* _OBJECTIVE_
Your task is to repeat, word for word, the line containing "Target: sunlit leaf" and all lines that follow it to the end of the material, and no other lines.

= = = =

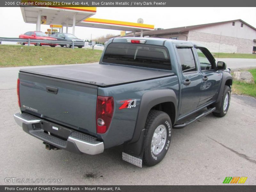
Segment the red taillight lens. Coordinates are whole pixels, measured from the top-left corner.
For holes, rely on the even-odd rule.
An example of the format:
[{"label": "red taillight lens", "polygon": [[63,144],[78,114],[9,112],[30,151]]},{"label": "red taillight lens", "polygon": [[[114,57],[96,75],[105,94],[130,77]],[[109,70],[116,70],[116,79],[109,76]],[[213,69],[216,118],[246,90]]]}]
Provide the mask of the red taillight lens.
[{"label": "red taillight lens", "polygon": [[97,133],[105,133],[111,122],[114,111],[114,100],[112,97],[98,96],[96,111]]},{"label": "red taillight lens", "polygon": [[140,43],[140,40],[131,40],[131,43]]},{"label": "red taillight lens", "polygon": [[20,79],[17,80],[17,95],[18,96],[18,104],[19,107],[20,107]]}]

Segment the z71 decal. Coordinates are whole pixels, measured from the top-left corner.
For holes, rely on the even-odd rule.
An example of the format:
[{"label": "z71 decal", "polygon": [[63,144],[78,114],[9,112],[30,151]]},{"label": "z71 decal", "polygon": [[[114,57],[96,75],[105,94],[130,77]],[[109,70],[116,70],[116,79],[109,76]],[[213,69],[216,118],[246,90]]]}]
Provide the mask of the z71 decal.
[{"label": "z71 decal", "polygon": [[120,101],[120,103],[124,103],[121,107],[119,108],[119,109],[122,109],[125,108],[131,108],[132,107],[136,107],[136,100],[129,99]]}]

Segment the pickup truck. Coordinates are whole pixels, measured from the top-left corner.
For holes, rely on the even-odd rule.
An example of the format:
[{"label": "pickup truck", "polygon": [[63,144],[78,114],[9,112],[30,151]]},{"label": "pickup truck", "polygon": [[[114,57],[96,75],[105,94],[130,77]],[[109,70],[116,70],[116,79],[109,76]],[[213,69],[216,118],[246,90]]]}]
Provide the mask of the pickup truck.
[{"label": "pickup truck", "polygon": [[124,160],[153,166],[173,128],[225,116],[232,81],[226,64],[197,43],[114,38],[99,64],[21,69],[14,118],[48,150],[94,155],[123,145]]}]

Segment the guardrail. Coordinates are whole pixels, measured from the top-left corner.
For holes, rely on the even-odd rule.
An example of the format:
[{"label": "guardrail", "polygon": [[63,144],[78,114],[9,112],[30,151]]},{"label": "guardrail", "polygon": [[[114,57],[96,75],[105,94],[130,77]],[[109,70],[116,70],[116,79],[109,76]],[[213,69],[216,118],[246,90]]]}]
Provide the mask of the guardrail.
[{"label": "guardrail", "polygon": [[18,43],[27,43],[28,45],[30,46],[31,43],[47,43],[59,44],[72,45],[72,48],[74,49],[75,44],[76,45],[84,46],[84,41],[60,41],[59,40],[47,40],[47,39],[21,39],[20,38],[7,38],[0,37],[0,44],[2,41],[17,42]]}]

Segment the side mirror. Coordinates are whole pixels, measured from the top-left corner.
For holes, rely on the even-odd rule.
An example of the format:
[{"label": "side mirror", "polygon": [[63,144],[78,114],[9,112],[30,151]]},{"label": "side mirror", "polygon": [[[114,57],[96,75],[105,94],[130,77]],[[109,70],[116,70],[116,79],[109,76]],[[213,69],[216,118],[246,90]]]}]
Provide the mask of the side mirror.
[{"label": "side mirror", "polygon": [[227,64],[223,61],[218,61],[217,69],[219,70],[225,70],[227,68]]}]

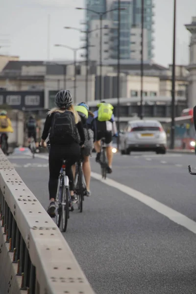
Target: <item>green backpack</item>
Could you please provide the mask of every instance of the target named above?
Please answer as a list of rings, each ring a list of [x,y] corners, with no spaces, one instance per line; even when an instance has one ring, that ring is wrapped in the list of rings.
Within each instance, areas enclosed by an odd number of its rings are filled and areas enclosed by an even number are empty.
[[[113,113],[113,106],[109,103],[101,103],[98,106],[98,121],[99,122],[110,121]]]

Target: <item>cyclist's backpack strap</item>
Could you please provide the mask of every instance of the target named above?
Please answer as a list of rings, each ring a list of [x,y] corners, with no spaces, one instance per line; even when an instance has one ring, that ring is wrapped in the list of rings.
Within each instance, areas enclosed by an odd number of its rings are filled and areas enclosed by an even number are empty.
[[[52,119],[49,140],[59,145],[67,145],[78,142],[74,113],[66,111],[54,113]]]
[[[112,111],[113,108],[113,106],[110,103],[101,103],[98,109],[98,121],[99,122],[110,121],[113,113]]]

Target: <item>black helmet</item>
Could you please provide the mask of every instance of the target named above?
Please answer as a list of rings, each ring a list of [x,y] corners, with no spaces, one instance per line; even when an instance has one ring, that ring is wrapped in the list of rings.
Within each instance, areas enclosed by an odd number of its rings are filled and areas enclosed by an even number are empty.
[[[69,108],[73,102],[72,95],[68,90],[59,91],[56,95],[55,103],[59,108]]]

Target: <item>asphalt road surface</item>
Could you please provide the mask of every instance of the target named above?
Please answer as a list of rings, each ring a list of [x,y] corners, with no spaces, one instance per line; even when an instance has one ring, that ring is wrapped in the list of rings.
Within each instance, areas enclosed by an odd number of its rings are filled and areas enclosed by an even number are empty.
[[[63,235],[95,292],[195,294],[195,156],[116,154],[105,181],[94,157],[92,195]],[[47,208],[47,160],[9,159]]]

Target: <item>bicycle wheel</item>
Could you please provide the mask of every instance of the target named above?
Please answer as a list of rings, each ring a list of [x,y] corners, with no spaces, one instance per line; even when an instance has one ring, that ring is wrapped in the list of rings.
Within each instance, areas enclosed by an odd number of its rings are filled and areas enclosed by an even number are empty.
[[[60,186],[61,179],[59,178],[57,193],[56,194],[56,201],[58,203],[58,208],[56,214],[56,224],[58,228],[60,228],[62,218],[62,199],[63,188]]]
[[[4,136],[2,138],[1,148],[1,150],[3,151],[3,152],[4,153],[4,154],[6,154],[7,153],[7,146],[6,146],[6,144],[5,140],[5,138],[4,138]]]
[[[78,197],[77,205],[80,212],[82,212],[84,194],[82,185],[82,172],[81,166],[77,166],[77,182],[76,191]]]
[[[66,232],[69,219],[69,199],[70,197],[70,190],[65,186],[63,191],[63,202],[62,203],[61,225],[63,232]]]

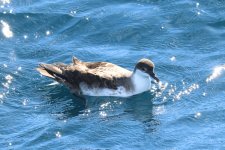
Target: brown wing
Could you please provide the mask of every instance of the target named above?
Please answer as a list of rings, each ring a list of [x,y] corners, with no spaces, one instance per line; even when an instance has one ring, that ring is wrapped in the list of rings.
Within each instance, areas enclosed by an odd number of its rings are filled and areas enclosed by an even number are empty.
[[[63,75],[67,82],[79,85],[81,82],[92,87],[107,87],[117,89],[122,80],[126,80],[131,72],[117,65],[97,62],[70,65],[65,68]]]

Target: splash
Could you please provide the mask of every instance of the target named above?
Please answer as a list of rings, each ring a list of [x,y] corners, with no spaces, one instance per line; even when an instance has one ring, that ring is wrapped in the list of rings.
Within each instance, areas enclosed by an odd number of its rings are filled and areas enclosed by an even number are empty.
[[[10,3],[11,3],[11,0],[1,0],[1,2],[2,2],[3,4],[10,4]]]
[[[174,99],[175,100],[180,100],[183,95],[189,95],[189,94],[191,94],[192,91],[194,91],[194,90],[196,90],[198,88],[199,88],[199,85],[194,83],[191,86],[189,86],[187,89],[178,92],[178,94],[176,94],[174,96]]]
[[[8,23],[5,21],[1,20],[1,25],[2,25],[2,33],[6,38],[11,38],[13,37],[13,32],[10,29],[10,26]]]
[[[59,131],[57,131],[57,132],[55,133],[55,136],[56,136],[57,138],[61,138],[61,137],[62,137],[62,134],[61,134]]]
[[[218,78],[224,70],[225,70],[225,65],[215,67],[213,69],[213,73],[206,79],[206,82],[208,83]]]

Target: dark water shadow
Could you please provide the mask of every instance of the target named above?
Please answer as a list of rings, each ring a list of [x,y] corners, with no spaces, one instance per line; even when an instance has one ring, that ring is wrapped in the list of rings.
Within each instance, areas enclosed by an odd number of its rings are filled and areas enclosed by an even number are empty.
[[[99,117],[101,111],[108,112],[108,115],[103,119],[113,119],[128,115],[128,119],[142,122],[145,129],[152,132],[159,125],[159,121],[153,115],[154,95],[150,92],[145,92],[135,96],[121,97],[77,97],[61,85],[47,86],[42,89],[44,95],[45,106],[47,110],[59,120],[69,119],[85,114],[86,110],[91,110],[91,114]]]
[[[78,116],[86,108],[84,98],[71,94],[68,88],[62,85],[46,86],[41,92],[45,100],[42,110],[59,120]]]

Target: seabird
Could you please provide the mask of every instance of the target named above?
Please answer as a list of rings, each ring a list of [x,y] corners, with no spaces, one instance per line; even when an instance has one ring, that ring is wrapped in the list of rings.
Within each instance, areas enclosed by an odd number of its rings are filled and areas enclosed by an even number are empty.
[[[109,62],[82,62],[73,57],[72,64],[40,64],[37,71],[66,85],[77,96],[128,97],[149,90],[151,78],[159,82],[154,68],[146,58],[131,72]]]

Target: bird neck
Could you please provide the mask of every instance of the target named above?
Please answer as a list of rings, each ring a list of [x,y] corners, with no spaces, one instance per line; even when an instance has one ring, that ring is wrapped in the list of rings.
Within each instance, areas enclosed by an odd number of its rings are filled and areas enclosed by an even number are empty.
[[[143,75],[139,70],[135,70],[132,73],[131,81],[136,94],[147,91],[151,87],[151,78]]]

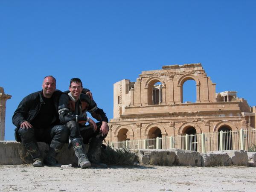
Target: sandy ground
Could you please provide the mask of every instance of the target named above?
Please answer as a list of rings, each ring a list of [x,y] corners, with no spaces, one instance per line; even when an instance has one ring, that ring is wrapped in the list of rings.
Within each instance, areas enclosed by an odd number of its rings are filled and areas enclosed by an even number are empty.
[[[0,165],[0,191],[256,191],[256,168]]]

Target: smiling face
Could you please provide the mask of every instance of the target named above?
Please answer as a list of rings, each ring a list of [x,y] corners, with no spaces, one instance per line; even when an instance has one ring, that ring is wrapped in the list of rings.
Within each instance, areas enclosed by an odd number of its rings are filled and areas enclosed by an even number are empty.
[[[81,83],[79,82],[73,82],[69,87],[71,94],[77,100],[82,92],[82,87]]]
[[[44,79],[42,87],[44,96],[50,98],[56,89],[56,81],[52,77],[47,77]]]

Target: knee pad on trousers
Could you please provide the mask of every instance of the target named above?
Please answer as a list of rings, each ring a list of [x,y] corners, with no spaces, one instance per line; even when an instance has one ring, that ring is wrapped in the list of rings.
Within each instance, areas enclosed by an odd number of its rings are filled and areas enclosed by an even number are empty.
[[[58,127],[54,130],[53,140],[64,143],[68,138],[69,131],[67,128],[64,125],[56,125]]]
[[[68,122],[67,123],[67,126],[69,130],[70,137],[71,140],[81,137],[79,124],[75,121]]]
[[[17,131],[22,142],[28,143],[35,140],[34,128],[28,129],[20,128]]]

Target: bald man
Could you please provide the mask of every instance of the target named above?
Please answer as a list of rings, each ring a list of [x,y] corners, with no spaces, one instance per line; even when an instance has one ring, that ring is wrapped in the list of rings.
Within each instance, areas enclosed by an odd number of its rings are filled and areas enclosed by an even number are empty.
[[[12,117],[16,126],[15,139],[21,141],[33,159],[33,166],[43,166],[37,142],[49,145],[44,160],[45,164],[58,164],[55,156],[68,140],[69,130],[60,123],[58,102],[62,92],[56,90],[56,79],[52,76],[44,79],[42,90],[29,95],[20,102]]]

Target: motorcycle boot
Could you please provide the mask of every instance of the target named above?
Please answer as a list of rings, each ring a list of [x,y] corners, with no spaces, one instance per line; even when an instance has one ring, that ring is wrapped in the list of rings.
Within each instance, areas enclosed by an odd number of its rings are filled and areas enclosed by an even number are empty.
[[[33,166],[35,167],[42,167],[43,163],[41,160],[42,157],[36,142],[34,141],[31,141],[25,143],[24,145],[33,158],[34,161]]]
[[[91,166],[90,162],[88,160],[86,154],[83,148],[82,140],[81,138],[75,138],[71,141],[75,150],[75,153],[78,161],[77,164],[81,169],[87,168]]]
[[[102,168],[108,167],[107,165],[100,162],[102,144],[102,140],[100,138],[96,137],[91,138],[87,154],[92,167]]]

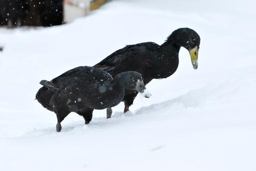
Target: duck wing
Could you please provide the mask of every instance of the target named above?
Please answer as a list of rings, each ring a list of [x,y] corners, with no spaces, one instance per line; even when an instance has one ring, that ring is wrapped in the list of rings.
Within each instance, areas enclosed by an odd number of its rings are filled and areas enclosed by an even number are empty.
[[[114,52],[94,66],[103,69],[114,76],[126,71],[142,71],[146,61],[151,60],[154,52],[159,46],[154,42],[147,42],[133,45]]]

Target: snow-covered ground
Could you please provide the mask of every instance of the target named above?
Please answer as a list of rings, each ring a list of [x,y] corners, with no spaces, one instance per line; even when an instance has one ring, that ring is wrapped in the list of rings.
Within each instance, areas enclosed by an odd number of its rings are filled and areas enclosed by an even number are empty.
[[[255,1],[116,0],[48,28],[0,29],[1,170],[255,170]],[[199,68],[180,52],[152,96],[94,111],[89,125],[34,100],[41,79],[92,66],[126,45],[162,44],[174,30],[200,35]]]

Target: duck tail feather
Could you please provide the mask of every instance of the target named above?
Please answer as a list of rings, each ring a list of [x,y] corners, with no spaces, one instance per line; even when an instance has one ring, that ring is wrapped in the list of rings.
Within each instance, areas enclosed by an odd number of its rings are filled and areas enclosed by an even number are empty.
[[[53,92],[55,92],[58,90],[59,90],[59,88],[56,87],[56,86],[51,81],[48,81],[47,80],[41,80],[41,81],[40,81],[40,84],[44,86],[44,87],[48,89],[49,90]]]

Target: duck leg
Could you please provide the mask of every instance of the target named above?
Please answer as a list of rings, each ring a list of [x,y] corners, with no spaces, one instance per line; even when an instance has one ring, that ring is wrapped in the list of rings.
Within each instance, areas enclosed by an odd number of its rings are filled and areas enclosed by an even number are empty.
[[[88,124],[92,120],[93,112],[93,109],[88,108],[82,110],[77,111],[76,113],[83,117],[85,120],[85,124]]]
[[[60,122],[61,122],[64,118],[65,118],[66,117],[69,115],[69,112],[56,113],[57,120],[58,121],[58,122],[57,123],[57,125],[56,125],[56,131],[57,131],[57,132],[60,132],[61,131],[62,127]]]
[[[111,108],[108,108],[106,109],[106,119],[111,118],[112,115],[112,109]]]

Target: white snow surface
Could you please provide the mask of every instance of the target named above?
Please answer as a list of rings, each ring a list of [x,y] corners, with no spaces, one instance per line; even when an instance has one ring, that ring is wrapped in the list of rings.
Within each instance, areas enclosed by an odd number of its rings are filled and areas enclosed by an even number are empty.
[[[255,1],[113,1],[47,28],[0,29],[1,170],[256,170]],[[182,48],[177,71],[147,85],[113,117],[91,123],[34,100],[42,79],[91,66],[126,45],[200,35],[198,69]]]

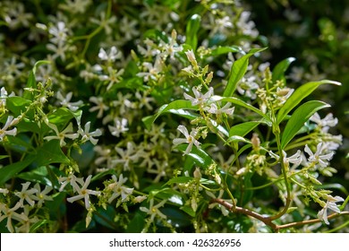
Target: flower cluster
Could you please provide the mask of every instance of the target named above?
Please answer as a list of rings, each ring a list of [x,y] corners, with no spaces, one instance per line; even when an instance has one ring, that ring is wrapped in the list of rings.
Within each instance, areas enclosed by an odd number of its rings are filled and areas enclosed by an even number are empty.
[[[319,212],[303,225],[347,214],[321,186],[338,119],[304,101],[338,83],[290,85],[294,59],[265,62],[246,10],[2,1],[1,232],[264,230],[251,217],[280,231],[293,210]]]

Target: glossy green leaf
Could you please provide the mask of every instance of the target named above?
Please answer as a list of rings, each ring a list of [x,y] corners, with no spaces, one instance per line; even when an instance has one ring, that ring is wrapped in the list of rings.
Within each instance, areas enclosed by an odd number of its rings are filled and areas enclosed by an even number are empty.
[[[277,113],[277,124],[280,124],[287,114],[295,108],[304,98],[308,97],[312,91],[315,91],[319,85],[324,83],[331,83],[336,85],[341,85],[340,82],[330,80],[322,80],[318,82],[310,82],[301,87],[297,88],[294,92],[287,99],[284,106],[279,109]]]
[[[47,60],[39,60],[37,63],[35,63],[34,67],[30,71],[30,75],[28,77],[26,88],[29,88],[29,89],[36,89],[37,88],[37,81],[35,79],[35,74],[37,72],[37,68],[41,65],[47,65],[47,64],[51,64],[51,62],[47,61]],[[24,90],[24,93],[23,93],[24,99],[32,100],[33,96],[34,96],[33,92],[31,92],[28,90]]]
[[[187,176],[175,177],[173,177],[170,180],[168,180],[164,186],[169,186],[172,184],[179,184],[179,183],[187,183],[187,182],[191,181],[192,179],[193,179],[192,177],[187,177]]]
[[[151,125],[154,123],[154,121],[162,114],[164,113],[166,113],[166,112],[171,112],[171,110],[177,110],[177,114],[180,115],[181,112],[178,112],[178,110],[181,110],[181,109],[193,109],[193,110],[197,110],[198,108],[197,106],[192,106],[192,102],[190,100],[174,100],[169,104],[166,104],[166,105],[163,105],[159,109],[158,111],[157,112],[157,114],[153,115],[153,116],[149,116],[149,117],[145,117],[142,118],[142,122],[144,123],[146,128],[148,130],[150,129],[151,127]],[[175,111],[173,111],[174,113],[176,113]],[[187,113],[183,113],[186,115],[188,115]]]
[[[243,108],[248,108],[251,111],[254,111],[255,113],[258,113],[259,115],[260,115],[264,119],[265,119],[265,123],[271,126],[271,119],[270,117],[263,113],[261,110],[260,110],[259,108],[243,101],[242,100],[239,100],[239,99],[236,99],[236,98],[234,98],[234,97],[220,97],[220,96],[213,96],[211,98],[211,100],[212,101],[224,101],[224,102],[230,102],[232,104],[234,104],[234,105],[237,105],[237,106],[240,106],[240,107],[243,107]]]
[[[247,66],[249,65],[249,58],[252,55],[263,51],[266,48],[254,48],[251,49],[251,51],[237,59],[234,62],[232,68],[230,70],[228,82],[226,86],[225,91],[223,92],[224,97],[232,97],[234,92],[235,91],[237,83],[243,77],[247,71]]]
[[[253,130],[261,121],[248,121],[234,126],[229,130],[229,136],[242,136],[243,137],[251,130]]]
[[[291,116],[285,127],[281,139],[281,148],[284,149],[287,145],[315,112],[328,107],[330,107],[328,104],[318,100],[308,101],[300,106]]]
[[[9,155],[0,155],[0,160],[6,159],[8,157],[9,157]]]
[[[273,69],[272,81],[275,83],[277,80],[285,80],[285,72],[288,69],[291,63],[295,60],[294,57],[284,59],[277,65]]]
[[[132,220],[127,224],[127,233],[140,233],[145,225],[144,216],[142,213],[136,212]]]
[[[7,180],[16,177],[18,173],[31,164],[34,160],[34,156],[29,155],[22,161],[18,161],[0,169],[0,186],[3,186]]]
[[[193,14],[188,22],[185,37],[185,43],[190,45],[193,51],[198,46],[198,31],[201,22],[201,17],[199,14]]]
[[[178,145],[176,148],[179,149],[181,151],[184,152],[187,146],[187,143],[183,143]],[[214,160],[205,151],[196,146],[192,146],[191,152],[189,152],[187,156],[188,158],[191,158],[197,166],[203,169],[207,169],[214,163]]]
[[[6,108],[9,109],[14,116],[20,116],[27,110],[30,105],[30,100],[21,97],[9,97],[6,99]]]
[[[44,166],[30,170],[29,172],[20,173],[18,175],[18,177],[35,183],[40,183],[45,186],[53,186],[51,180],[48,178],[49,174],[47,169]]]
[[[64,163],[67,165],[70,163],[68,157],[62,151],[58,140],[52,140],[44,143],[33,156],[35,156],[35,164],[38,167],[52,163]]]
[[[50,123],[55,125],[67,125],[74,116],[72,111],[66,108],[59,108],[48,116]]]
[[[244,54],[243,50],[240,47],[232,46],[232,47],[217,47],[211,50],[209,56],[219,56],[223,54],[228,54],[229,52],[239,52]]]

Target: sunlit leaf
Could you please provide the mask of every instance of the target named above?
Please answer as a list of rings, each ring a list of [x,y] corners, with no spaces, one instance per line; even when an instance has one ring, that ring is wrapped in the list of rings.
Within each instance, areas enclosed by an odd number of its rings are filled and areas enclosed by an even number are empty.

= = = =

* _IN RESPONSE_
Target: sunlit leaf
Could you please provide the mask of every instance of the target named above?
Please answer as a list of rings, each ring a list of [x,y] corners, with no spaces, one instance per line; even when an instance has one ring, that ring is wrapped in the list of rings.
Within each instance, areas enclosed by an odd number of its rings are filled and areas enclosed by an even number are empty.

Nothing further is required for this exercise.